» Document
Sally can distribute a combination of eligible2 and non-eligible dividends between her and her spouse ($41,000 to her and $20,000 to her spouse), leaving approximately $24,000 annually to invest inside her corporation for their retirement. Since she is required to pay both the employer and employee contributions to the Canada Pension Plan (CPP) she chooses to not participate in the program and pay herself solely through dividends. After a 35 year career, Sally can retire with a corporate investment portfolio of approximately $2.2 million. Sally and her spouse can live off the returns of this portfolio3 until their death 25 years after retirement.

Sally is certainly at the upper limit of what might be defined as the middle class regarding income, but is she substantially better off with her private corporation? To answer this, let's introduce JT. JT's spouse also works part-time. JT had a successful 20-year career as a teacher before moving into politics. As a politician, he spent 15 years as a member of parliament before retiring. Being in the public service his entire life, JT is in the fortunate position to be part of a defined benefit pension plan. His family's situation can be summarised as follows:

  • JT's gross income as a teacher:95,000
  • JT's gross income as an MP:176,000
  • Spouse's gross income:25,000
  • Net income required to meet their lifestyle:80,000
  • JT's teaching pension:38,000
  • JT's MP pension:79,200
  • JT's CPP income:7,700
  • Spouse's CPP income:4,300

JT and his spouse also enjoy a 25-year retirement.

The comparison between Sally's family and JT's family can get complicated. For the sake of comparative simplicity, we will ignore inflation and variations in salary and assume their 35-year working careers, and 25-year retirement composes the entirety of their incomes. For taxation, we will assume both live in Ontario.

» Exercises
A – In the retirement comparison, how many years did JT spend as a teacher before moving into politics?
B – Repeat the retirement comparison from "Sally can distribute" up to and including "years after retirement.", renaming every "spouse" as "partner".
None of these tasks requires the listing.

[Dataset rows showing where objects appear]
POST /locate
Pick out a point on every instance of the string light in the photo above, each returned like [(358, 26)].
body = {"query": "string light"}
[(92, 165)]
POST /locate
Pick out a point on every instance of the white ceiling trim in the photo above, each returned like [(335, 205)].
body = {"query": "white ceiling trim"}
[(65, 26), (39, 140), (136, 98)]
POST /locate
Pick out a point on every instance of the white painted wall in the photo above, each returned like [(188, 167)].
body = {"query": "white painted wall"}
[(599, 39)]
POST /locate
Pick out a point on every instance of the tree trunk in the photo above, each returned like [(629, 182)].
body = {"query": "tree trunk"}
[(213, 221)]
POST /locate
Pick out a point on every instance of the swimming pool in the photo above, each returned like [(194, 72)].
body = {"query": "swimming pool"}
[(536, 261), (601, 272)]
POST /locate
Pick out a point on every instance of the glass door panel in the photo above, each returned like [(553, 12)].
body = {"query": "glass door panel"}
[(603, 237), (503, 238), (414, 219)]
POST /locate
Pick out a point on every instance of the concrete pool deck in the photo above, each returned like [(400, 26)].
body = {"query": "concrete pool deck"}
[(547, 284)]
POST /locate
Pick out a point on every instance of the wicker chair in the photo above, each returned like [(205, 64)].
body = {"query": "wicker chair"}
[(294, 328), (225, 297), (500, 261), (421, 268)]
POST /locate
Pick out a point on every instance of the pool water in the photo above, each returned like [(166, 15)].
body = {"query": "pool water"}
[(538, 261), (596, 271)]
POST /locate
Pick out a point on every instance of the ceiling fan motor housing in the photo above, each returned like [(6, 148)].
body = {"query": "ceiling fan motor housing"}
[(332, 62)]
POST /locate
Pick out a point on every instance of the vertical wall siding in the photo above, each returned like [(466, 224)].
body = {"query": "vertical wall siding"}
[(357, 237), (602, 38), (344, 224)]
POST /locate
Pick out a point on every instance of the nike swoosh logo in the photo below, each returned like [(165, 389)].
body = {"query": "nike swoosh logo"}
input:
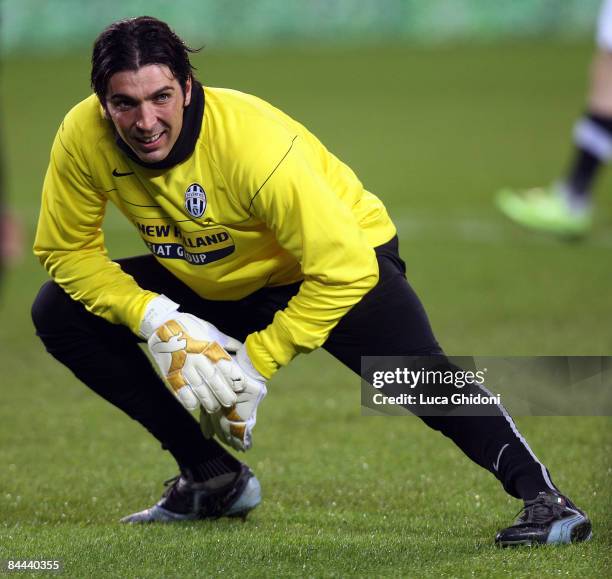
[(117, 174), (496, 463)]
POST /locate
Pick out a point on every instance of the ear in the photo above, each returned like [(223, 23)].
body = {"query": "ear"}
[(187, 92)]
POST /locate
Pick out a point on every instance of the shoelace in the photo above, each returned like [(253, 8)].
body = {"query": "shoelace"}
[(538, 512), (170, 484)]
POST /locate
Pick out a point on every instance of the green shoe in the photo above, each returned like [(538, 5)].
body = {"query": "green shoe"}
[(545, 210)]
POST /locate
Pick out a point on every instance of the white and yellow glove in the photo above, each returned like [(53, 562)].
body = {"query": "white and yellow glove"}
[(234, 425), (194, 358)]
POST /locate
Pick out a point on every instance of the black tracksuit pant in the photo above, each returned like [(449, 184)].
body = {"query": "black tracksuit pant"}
[(388, 321)]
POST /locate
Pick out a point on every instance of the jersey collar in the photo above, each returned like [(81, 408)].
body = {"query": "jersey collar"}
[(185, 144)]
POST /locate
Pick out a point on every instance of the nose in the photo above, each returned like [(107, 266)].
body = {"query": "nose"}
[(147, 119)]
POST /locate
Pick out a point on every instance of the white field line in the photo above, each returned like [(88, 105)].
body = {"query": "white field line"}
[(483, 231), (473, 229)]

» Results by task
A – JT had a 20-year career as a teacher.

B –
Sally can distribute a combination of eligible2 and non-eligible dividends between her and her partner ($41,000 to her and $20,000 to her partner), leaving approximately $24,000 annually to invest inside her corporation for their retirement. Since she is required to pay both the employer and employee contributions to the Canada Pension Plan (CPP) she chooses to not participate in the program and pay herself solely through dividends. After a 35 year career, Sally can retire with a corporate investment portfolio of approximately $2.2 million. Sally and her partner can live off the returns of this portfolio3 until their death 25 years after retirement.